## RECORDED INFORMATION
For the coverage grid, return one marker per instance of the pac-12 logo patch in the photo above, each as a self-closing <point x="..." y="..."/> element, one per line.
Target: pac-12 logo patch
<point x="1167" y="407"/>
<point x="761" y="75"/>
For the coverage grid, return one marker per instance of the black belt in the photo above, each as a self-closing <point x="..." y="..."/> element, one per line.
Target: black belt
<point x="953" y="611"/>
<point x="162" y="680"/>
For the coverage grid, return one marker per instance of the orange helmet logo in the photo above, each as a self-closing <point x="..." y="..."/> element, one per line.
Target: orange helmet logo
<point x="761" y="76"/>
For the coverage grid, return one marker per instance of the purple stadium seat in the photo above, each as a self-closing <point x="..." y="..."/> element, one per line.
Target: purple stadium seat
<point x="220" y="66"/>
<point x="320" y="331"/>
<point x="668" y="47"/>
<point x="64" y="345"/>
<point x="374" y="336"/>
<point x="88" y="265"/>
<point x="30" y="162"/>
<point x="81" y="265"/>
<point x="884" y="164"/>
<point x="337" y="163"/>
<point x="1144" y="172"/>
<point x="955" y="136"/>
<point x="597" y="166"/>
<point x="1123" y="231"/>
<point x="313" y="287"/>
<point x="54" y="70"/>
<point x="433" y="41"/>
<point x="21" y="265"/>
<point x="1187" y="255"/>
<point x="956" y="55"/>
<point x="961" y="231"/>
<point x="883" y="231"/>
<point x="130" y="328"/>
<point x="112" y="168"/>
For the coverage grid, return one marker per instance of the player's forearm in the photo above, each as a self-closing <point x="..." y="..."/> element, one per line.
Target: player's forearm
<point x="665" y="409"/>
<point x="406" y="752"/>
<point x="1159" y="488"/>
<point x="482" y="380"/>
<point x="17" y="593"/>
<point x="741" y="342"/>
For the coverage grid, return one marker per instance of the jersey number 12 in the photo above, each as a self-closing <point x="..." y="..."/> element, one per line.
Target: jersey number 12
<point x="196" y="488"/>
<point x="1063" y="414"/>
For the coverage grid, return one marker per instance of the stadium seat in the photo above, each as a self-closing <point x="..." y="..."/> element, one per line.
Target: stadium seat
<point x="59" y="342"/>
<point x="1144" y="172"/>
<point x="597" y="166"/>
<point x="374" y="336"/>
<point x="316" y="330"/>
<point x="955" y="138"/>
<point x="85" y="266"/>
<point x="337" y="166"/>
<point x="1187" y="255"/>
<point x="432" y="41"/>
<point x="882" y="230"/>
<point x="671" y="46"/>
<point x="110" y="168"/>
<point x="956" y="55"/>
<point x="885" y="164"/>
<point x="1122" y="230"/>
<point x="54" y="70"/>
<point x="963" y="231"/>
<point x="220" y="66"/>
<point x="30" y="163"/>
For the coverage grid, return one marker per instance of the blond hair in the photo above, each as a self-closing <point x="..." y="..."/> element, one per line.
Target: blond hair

## STATED EXERCISE
Output all of the data above again, line for line and with no changes.

## WRITTEN RESPONSE
For the coverage grid, return one marker per instance of the pac-12 logo patch in the photo above, each as a self-closing <point x="..." y="..."/> element, one per line.
Target: pac-12 logo patch
<point x="1167" y="407"/>
<point x="761" y="75"/>
For the coverage grid, return one marker per instance of the black belt in the photo above, each as a self-closing <point x="..." y="..."/> element, one per line.
Target: black belt
<point x="953" y="611"/>
<point x="162" y="680"/>
For the coverage grid, return one marker per instance of the orange helmet logo in the photo above, each as a self-closing <point x="..." y="..."/> element, one per line.
Target: orange helmet logo
<point x="761" y="76"/>
For the coverage grid, return one marker per instance of the purple stadium seat in the photo above, each as a self-closing <point x="..." y="..."/> element, one per line.
Target: purple stadium seat
<point x="220" y="66"/>
<point x="320" y="331"/>
<point x="668" y="47"/>
<point x="64" y="345"/>
<point x="374" y="336"/>
<point x="88" y="265"/>
<point x="30" y="162"/>
<point x="81" y="265"/>
<point x="884" y="164"/>
<point x="337" y="163"/>
<point x="1144" y="172"/>
<point x="955" y="136"/>
<point x="597" y="166"/>
<point x="1123" y="231"/>
<point x="313" y="287"/>
<point x="54" y="70"/>
<point x="433" y="41"/>
<point x="21" y="265"/>
<point x="1187" y="255"/>
<point x="956" y="55"/>
<point x="961" y="231"/>
<point x="883" y="231"/>
<point x="130" y="328"/>
<point x="112" y="168"/>
For the coverage grid, return one marker per instance of the player's forearm in the photo above, each as a self-closing <point x="..." y="..."/> element, one per line.
Target: player's forearm
<point x="665" y="409"/>
<point x="406" y="752"/>
<point x="1159" y="488"/>
<point x="482" y="380"/>
<point x="17" y="593"/>
<point x="741" y="342"/>
For the coverage grid, return one marker per instance of the jersey number 12 in the photo above, each as a self-closing <point x="..." y="..."/> element, one per line.
Target: jersey number 12
<point x="196" y="488"/>
<point x="1063" y="414"/>
For the coverage grid, return one marker per instance of the stadium seat in the photo above, each as a self-closing <point x="..." y="..."/> element, one per line.
Target: stadium seat
<point x="59" y="342"/>
<point x="1144" y="172"/>
<point x="597" y="166"/>
<point x="374" y="336"/>
<point x="316" y="330"/>
<point x="955" y="138"/>
<point x="85" y="266"/>
<point x="337" y="166"/>
<point x="1187" y="255"/>
<point x="432" y="41"/>
<point x="882" y="230"/>
<point x="671" y="46"/>
<point x="110" y="168"/>
<point x="956" y="55"/>
<point x="885" y="164"/>
<point x="1122" y="230"/>
<point x="54" y="70"/>
<point x="963" y="231"/>
<point x="220" y="66"/>
<point x="30" y="163"/>
For the coverage grid, return one marker per instance of the blond hair in the photo above, each as a self-closing <point x="..." y="..."/> element, one per line.
Target: blond hair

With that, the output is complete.